_Stored records_

— begin —

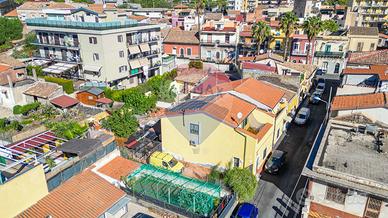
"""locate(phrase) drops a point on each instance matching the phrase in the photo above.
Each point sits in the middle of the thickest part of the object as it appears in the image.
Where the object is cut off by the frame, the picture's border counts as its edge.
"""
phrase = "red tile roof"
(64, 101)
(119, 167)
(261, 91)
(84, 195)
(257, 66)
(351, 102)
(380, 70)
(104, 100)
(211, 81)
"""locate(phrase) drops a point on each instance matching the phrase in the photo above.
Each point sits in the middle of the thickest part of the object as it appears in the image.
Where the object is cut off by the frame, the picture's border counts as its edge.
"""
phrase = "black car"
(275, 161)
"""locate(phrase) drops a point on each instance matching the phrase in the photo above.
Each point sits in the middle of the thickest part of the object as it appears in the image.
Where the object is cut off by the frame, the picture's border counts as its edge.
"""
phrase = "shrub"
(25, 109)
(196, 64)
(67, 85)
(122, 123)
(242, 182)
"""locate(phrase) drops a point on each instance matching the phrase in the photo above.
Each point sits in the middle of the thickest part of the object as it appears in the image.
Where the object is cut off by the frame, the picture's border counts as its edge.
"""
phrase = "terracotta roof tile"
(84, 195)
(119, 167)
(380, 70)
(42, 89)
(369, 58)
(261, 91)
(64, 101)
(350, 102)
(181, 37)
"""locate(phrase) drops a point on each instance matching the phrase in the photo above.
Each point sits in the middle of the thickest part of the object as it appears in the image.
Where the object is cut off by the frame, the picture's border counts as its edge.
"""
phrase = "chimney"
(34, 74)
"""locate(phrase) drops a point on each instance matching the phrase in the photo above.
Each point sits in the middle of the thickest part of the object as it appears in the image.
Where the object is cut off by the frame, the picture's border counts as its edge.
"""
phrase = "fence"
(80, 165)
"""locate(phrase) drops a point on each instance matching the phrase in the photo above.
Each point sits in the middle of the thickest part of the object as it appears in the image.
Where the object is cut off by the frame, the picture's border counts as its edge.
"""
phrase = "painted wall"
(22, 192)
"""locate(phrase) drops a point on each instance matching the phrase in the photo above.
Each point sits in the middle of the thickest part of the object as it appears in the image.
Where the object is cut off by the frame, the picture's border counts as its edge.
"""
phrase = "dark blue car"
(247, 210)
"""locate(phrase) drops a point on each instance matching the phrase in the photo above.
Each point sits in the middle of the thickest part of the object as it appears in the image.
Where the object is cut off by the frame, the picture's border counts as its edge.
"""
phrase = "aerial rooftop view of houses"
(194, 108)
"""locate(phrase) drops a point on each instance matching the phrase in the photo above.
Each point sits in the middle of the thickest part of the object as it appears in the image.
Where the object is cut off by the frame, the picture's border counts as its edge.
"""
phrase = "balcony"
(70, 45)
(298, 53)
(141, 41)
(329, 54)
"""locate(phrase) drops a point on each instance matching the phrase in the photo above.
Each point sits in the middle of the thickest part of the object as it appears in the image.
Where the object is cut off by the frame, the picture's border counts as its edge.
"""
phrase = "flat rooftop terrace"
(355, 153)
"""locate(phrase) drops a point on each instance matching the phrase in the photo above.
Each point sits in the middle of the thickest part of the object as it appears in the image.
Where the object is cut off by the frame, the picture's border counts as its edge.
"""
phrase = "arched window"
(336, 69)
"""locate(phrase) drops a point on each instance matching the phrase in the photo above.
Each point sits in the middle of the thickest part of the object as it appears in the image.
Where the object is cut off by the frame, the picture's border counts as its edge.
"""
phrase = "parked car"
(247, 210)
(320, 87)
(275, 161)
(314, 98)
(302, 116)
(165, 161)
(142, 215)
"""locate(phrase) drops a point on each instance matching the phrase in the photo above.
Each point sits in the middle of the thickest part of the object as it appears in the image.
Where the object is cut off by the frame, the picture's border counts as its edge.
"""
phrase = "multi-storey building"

— end —
— begin —

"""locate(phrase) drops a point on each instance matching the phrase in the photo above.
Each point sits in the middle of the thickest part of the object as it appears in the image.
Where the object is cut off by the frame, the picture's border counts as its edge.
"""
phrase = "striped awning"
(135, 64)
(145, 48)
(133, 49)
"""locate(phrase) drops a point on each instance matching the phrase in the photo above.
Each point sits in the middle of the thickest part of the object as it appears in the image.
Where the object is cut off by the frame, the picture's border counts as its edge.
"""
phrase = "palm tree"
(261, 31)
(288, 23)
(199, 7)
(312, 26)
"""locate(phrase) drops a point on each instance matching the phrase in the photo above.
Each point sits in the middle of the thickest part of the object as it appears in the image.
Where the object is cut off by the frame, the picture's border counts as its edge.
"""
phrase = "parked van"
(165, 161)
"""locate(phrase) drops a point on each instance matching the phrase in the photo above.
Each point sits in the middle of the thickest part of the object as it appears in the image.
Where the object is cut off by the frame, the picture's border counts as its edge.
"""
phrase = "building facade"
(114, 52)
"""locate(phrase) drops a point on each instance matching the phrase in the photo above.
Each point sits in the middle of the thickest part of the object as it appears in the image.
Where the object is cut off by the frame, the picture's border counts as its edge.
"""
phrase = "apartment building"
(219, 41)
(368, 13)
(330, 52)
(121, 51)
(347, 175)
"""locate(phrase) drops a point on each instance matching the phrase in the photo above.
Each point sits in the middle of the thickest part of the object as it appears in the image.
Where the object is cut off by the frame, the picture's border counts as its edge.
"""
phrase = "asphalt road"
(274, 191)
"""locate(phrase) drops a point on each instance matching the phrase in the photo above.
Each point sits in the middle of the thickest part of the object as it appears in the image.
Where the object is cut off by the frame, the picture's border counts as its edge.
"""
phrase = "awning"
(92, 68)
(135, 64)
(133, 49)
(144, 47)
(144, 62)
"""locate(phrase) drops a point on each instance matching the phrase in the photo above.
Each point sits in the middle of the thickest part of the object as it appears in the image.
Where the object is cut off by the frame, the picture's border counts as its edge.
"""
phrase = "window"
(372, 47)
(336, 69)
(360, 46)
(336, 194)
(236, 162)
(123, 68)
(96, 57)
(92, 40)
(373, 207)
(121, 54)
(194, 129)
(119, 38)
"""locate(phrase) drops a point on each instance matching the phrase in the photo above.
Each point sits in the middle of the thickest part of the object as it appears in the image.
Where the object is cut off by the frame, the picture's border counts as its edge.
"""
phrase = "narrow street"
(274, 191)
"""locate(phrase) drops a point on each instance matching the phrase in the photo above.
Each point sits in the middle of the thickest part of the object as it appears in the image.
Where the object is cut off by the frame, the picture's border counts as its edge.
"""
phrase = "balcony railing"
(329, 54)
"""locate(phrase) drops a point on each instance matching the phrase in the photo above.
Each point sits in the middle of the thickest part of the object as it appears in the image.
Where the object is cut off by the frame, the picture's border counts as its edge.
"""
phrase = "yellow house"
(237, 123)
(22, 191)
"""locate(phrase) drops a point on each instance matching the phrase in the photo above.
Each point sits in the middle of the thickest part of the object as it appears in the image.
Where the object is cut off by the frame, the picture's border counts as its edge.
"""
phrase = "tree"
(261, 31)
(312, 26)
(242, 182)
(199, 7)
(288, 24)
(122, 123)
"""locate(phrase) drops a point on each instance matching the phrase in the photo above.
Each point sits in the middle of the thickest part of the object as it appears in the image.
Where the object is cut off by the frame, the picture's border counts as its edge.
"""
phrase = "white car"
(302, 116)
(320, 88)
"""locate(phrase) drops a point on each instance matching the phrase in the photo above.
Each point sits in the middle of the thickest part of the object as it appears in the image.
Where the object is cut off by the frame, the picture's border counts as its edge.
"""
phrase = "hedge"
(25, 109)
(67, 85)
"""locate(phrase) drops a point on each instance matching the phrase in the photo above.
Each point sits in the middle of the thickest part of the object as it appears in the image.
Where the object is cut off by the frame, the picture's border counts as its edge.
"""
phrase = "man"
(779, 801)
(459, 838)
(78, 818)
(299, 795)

— end —
— begin —

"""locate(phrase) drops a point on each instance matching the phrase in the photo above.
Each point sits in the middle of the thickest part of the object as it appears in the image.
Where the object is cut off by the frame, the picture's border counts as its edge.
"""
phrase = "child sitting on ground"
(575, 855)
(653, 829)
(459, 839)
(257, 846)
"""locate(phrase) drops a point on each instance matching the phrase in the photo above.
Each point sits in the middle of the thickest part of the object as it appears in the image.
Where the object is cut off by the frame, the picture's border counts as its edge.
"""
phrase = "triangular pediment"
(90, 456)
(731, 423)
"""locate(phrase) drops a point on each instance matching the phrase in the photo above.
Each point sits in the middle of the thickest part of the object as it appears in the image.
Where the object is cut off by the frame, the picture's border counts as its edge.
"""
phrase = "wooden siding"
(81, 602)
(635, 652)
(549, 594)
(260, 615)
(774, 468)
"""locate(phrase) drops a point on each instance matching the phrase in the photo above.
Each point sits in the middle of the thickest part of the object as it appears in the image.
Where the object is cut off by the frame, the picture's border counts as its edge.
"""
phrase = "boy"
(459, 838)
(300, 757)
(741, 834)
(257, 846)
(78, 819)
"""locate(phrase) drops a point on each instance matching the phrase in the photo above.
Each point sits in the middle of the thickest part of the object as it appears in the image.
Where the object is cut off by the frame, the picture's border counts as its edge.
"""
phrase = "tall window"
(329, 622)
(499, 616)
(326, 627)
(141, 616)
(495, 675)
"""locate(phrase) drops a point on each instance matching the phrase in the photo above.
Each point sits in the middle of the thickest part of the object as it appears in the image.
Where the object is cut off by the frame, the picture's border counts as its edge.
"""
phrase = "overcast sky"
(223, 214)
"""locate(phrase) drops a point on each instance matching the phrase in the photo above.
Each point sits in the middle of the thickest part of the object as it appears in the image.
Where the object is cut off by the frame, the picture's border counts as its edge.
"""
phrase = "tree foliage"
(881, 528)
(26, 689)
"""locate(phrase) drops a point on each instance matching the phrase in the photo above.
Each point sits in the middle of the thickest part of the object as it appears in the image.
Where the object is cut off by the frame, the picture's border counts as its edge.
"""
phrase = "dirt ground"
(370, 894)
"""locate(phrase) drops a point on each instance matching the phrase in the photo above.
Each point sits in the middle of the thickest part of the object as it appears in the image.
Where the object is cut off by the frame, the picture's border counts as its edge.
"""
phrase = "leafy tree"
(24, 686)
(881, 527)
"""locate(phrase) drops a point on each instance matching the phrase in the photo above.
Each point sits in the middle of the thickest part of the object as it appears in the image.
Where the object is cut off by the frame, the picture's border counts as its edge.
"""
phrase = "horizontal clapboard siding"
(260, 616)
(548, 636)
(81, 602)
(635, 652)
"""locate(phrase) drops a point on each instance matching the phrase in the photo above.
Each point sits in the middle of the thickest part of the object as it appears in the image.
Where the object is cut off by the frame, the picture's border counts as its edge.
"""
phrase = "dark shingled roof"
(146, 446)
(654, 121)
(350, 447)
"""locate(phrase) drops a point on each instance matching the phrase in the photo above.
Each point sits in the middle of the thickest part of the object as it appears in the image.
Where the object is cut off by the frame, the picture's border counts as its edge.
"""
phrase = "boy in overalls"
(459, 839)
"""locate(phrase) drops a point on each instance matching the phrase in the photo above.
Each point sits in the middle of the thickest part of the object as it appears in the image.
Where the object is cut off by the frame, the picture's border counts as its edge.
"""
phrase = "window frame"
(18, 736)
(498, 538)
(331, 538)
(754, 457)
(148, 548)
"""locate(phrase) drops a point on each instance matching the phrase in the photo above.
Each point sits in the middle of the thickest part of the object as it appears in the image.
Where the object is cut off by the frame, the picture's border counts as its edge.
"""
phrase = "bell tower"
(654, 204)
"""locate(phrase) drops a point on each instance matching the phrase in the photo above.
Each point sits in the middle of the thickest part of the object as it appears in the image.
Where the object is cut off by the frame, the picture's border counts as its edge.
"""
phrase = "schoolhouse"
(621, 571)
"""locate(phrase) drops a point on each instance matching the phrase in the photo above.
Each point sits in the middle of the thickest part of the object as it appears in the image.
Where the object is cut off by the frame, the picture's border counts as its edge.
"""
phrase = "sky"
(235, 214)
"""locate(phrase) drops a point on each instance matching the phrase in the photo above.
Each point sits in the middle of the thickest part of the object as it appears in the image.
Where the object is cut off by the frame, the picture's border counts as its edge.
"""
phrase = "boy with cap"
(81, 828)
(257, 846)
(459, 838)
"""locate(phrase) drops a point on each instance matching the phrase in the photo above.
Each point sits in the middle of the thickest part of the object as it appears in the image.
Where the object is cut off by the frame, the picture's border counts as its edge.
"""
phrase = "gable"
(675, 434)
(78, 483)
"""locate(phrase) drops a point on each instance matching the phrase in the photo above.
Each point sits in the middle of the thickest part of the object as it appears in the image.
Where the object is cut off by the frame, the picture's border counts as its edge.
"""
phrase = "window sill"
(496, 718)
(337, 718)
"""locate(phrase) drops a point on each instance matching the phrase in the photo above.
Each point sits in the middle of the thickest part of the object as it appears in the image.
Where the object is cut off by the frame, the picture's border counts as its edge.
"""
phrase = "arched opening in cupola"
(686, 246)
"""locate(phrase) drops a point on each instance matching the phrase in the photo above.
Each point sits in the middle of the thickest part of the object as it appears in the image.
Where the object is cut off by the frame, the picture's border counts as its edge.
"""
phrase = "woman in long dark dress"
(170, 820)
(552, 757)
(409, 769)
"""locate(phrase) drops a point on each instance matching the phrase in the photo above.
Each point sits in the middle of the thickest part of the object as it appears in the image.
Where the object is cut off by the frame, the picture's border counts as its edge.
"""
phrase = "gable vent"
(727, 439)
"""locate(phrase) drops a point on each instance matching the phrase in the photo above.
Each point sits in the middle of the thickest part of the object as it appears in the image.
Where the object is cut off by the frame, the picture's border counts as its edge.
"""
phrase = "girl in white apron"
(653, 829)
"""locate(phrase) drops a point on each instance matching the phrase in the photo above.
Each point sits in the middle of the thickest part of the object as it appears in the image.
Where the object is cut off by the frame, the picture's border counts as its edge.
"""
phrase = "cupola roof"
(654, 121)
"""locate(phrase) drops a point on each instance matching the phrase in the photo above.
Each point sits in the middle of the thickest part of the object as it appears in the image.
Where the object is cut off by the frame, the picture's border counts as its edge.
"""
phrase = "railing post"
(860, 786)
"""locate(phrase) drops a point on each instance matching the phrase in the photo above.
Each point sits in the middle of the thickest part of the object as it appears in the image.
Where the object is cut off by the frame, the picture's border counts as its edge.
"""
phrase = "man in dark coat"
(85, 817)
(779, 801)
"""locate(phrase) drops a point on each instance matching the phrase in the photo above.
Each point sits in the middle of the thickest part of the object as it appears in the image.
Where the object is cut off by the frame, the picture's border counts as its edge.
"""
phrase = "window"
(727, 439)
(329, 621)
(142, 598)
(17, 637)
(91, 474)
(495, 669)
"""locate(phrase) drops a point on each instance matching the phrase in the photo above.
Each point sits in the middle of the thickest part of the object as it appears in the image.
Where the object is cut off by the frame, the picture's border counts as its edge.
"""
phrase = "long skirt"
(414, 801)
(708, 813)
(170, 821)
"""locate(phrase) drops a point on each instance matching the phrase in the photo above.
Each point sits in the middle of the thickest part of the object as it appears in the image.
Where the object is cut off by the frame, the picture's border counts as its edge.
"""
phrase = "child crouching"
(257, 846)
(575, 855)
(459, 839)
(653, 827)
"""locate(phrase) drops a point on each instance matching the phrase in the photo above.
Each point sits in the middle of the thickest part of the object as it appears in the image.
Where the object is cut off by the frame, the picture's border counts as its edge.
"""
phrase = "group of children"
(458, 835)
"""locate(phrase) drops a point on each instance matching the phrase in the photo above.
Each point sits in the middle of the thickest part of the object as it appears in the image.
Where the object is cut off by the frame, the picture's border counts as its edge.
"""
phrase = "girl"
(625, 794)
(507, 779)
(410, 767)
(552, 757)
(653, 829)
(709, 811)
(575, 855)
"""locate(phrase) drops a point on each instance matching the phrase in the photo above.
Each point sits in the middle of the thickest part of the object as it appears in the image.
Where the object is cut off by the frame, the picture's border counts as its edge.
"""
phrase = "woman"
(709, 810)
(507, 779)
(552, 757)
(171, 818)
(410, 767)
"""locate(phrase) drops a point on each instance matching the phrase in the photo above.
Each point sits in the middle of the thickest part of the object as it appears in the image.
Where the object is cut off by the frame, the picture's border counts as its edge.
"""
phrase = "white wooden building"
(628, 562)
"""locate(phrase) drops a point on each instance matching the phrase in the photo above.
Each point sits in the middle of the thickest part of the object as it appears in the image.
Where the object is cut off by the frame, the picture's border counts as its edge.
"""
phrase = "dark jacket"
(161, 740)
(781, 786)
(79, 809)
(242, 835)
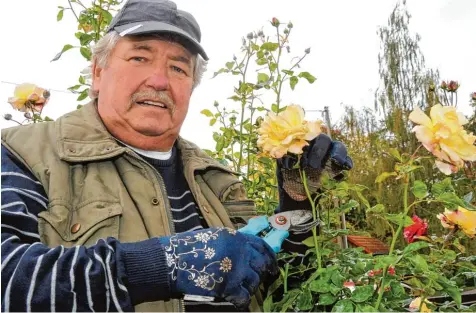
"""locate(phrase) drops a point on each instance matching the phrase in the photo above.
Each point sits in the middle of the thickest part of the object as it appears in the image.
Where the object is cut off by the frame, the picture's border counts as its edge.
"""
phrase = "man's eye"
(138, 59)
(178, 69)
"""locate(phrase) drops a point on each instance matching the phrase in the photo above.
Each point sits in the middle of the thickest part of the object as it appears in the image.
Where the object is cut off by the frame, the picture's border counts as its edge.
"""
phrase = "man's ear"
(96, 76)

— end —

_Required task_
Count the lines in the rows above that contain the string "cupola", treating uppercase and lowercase as different. Give only the number.

_Exercise response_
2